— BEGIN DATA SECTION —

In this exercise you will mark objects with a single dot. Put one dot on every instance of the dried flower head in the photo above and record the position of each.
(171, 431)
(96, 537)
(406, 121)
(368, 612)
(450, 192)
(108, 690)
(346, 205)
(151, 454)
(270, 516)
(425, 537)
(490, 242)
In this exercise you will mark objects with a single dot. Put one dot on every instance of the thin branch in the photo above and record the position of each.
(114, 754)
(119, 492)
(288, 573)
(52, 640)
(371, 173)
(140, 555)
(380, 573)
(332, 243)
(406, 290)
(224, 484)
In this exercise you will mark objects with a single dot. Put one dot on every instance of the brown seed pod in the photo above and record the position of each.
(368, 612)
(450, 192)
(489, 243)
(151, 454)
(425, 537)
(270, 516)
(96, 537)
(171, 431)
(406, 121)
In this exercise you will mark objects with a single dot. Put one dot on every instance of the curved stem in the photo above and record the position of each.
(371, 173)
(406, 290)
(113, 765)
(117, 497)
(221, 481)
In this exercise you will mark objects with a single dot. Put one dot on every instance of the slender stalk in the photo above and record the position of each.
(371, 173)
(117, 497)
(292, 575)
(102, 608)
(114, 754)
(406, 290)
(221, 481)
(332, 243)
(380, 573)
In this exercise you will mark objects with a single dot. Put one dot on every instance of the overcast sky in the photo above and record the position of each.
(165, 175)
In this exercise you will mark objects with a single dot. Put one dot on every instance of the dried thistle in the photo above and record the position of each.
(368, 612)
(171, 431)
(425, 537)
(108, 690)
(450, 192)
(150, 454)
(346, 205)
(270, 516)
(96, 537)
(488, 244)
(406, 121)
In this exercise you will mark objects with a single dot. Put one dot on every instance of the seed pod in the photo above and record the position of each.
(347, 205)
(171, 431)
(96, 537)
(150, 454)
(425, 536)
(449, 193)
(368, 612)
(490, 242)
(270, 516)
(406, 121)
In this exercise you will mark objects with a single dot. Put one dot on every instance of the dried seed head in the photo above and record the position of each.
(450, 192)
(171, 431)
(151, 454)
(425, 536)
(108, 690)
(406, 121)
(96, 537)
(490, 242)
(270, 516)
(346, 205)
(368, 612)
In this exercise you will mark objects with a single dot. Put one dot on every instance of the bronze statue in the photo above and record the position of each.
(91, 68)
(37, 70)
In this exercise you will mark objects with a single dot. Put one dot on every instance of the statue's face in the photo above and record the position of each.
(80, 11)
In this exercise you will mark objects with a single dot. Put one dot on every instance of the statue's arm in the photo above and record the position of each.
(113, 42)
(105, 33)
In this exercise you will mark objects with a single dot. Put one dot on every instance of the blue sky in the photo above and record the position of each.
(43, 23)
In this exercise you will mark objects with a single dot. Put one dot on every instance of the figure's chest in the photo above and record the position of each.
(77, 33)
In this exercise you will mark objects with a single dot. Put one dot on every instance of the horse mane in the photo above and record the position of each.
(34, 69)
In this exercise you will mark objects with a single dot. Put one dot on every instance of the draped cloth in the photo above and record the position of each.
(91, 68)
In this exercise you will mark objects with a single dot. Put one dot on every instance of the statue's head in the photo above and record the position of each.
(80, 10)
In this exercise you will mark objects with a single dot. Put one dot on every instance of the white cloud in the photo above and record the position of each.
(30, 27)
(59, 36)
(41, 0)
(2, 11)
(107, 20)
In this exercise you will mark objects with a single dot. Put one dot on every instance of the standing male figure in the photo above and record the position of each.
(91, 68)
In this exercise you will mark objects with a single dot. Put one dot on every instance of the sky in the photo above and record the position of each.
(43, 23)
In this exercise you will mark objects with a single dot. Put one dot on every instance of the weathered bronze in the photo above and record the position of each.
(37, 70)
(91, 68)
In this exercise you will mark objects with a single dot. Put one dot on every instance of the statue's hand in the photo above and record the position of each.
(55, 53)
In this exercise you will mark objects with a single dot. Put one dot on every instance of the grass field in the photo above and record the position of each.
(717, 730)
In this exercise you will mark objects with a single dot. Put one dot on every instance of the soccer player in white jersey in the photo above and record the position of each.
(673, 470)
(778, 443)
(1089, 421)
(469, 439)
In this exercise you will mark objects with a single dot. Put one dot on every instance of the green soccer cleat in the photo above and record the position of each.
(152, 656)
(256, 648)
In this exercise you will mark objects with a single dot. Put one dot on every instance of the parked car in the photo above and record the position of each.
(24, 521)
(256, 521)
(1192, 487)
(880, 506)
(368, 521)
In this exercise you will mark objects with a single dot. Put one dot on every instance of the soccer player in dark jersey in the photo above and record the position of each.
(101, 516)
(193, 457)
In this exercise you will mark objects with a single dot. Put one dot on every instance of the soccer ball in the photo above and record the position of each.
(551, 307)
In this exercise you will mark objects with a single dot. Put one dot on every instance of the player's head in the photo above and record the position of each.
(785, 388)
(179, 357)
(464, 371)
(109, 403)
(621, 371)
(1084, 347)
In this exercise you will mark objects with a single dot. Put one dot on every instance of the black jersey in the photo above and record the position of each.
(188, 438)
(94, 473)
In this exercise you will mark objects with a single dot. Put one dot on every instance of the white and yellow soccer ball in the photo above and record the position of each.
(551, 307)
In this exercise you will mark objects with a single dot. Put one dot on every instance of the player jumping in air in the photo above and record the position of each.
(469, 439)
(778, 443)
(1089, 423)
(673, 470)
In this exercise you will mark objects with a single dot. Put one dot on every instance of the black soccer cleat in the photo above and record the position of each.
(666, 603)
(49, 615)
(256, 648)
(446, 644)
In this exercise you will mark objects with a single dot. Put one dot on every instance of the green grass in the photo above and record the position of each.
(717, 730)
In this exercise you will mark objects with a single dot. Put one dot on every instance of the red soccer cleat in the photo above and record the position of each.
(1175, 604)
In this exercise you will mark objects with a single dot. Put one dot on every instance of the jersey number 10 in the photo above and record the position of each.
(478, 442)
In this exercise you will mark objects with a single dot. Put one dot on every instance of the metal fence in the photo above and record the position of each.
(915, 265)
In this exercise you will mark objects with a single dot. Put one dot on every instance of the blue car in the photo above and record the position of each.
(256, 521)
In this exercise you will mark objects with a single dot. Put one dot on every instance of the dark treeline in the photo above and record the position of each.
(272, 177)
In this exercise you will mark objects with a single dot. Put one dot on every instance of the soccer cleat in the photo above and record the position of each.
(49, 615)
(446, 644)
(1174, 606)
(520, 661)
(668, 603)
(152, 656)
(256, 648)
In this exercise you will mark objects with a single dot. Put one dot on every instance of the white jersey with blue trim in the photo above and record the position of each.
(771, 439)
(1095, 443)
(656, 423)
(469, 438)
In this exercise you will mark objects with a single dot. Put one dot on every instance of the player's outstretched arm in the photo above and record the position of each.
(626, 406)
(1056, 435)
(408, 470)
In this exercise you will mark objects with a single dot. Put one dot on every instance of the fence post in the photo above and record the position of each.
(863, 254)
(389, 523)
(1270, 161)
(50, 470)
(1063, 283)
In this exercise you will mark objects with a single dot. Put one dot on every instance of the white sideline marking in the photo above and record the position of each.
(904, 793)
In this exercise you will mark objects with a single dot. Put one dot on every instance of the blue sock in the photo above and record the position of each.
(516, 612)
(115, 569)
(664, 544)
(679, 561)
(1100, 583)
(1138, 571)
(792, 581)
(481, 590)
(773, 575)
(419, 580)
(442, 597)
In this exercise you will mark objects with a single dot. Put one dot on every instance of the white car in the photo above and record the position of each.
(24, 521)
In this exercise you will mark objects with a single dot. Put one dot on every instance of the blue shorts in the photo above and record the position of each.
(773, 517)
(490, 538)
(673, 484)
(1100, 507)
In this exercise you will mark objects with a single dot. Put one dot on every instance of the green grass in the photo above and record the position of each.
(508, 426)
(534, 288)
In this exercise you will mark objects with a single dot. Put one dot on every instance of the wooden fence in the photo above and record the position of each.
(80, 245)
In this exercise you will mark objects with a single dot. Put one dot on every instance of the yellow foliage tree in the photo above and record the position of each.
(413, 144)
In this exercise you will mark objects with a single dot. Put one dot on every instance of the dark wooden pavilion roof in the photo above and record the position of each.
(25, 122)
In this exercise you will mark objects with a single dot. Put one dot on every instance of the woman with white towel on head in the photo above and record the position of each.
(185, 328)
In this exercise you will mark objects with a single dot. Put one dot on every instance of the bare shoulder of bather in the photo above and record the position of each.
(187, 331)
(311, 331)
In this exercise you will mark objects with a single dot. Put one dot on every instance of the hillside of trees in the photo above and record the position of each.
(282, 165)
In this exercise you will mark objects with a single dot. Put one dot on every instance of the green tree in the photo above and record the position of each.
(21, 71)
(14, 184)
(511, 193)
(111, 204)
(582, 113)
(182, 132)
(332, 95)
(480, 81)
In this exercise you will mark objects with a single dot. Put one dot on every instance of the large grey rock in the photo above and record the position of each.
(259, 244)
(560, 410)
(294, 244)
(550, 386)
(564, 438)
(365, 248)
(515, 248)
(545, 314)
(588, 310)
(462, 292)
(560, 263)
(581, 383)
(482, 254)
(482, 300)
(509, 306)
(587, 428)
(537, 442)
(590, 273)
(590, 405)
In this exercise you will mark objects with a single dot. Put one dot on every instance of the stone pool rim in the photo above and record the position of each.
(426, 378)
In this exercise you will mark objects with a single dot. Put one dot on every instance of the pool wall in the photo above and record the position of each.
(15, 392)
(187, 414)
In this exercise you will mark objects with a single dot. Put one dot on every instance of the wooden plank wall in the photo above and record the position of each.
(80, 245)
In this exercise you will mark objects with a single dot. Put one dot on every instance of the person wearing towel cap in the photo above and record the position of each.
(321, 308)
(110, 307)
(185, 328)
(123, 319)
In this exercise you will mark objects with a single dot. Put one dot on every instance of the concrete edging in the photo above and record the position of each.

— END DATA SECTION —

→ REQUIRED TASK:
Output the material from the line containing "the black jersey" through the line containing "(1175, 604)" as a JSON list of strings, one string per line, with blank lines omitted.

→ COMPLETED EXERCISE:
[
  "In this exercise you will mark objects with a single dot. Put one dot on every instance of the black jersey in the photo above and record the position of each.",
  "(188, 438)",
  "(94, 473)",
  "In this exercise you will mark objects with a single dot. Put one dot on every instance of the white and yellow soccer ball in the photo above and record the position of each.",
  "(551, 307)",
  "In this exercise you will mark objects with a single dot. Put one dot on every instance of the player jumping in air in the photo above and record the position of each.",
  "(469, 439)",
  "(778, 443)",
  "(1089, 423)",
  "(673, 470)",
  "In this exercise you will mark objects with a single dot. Put one dot on every instance of the black soccer cleat in the photo above and record the position of each.",
  "(666, 603)",
  "(49, 615)",
  "(256, 648)",
  "(446, 644)",
  "In this exercise you will mark objects with a single dot. Put one dot on every instance of the green grass in the photo above and record the position of each.",
  "(717, 730)",
  "In this exercise you will mark objects with a single dot. Put one dot on every instance of the red soccer cleat in the photo above and record the position of each.",
  "(1175, 604)"
]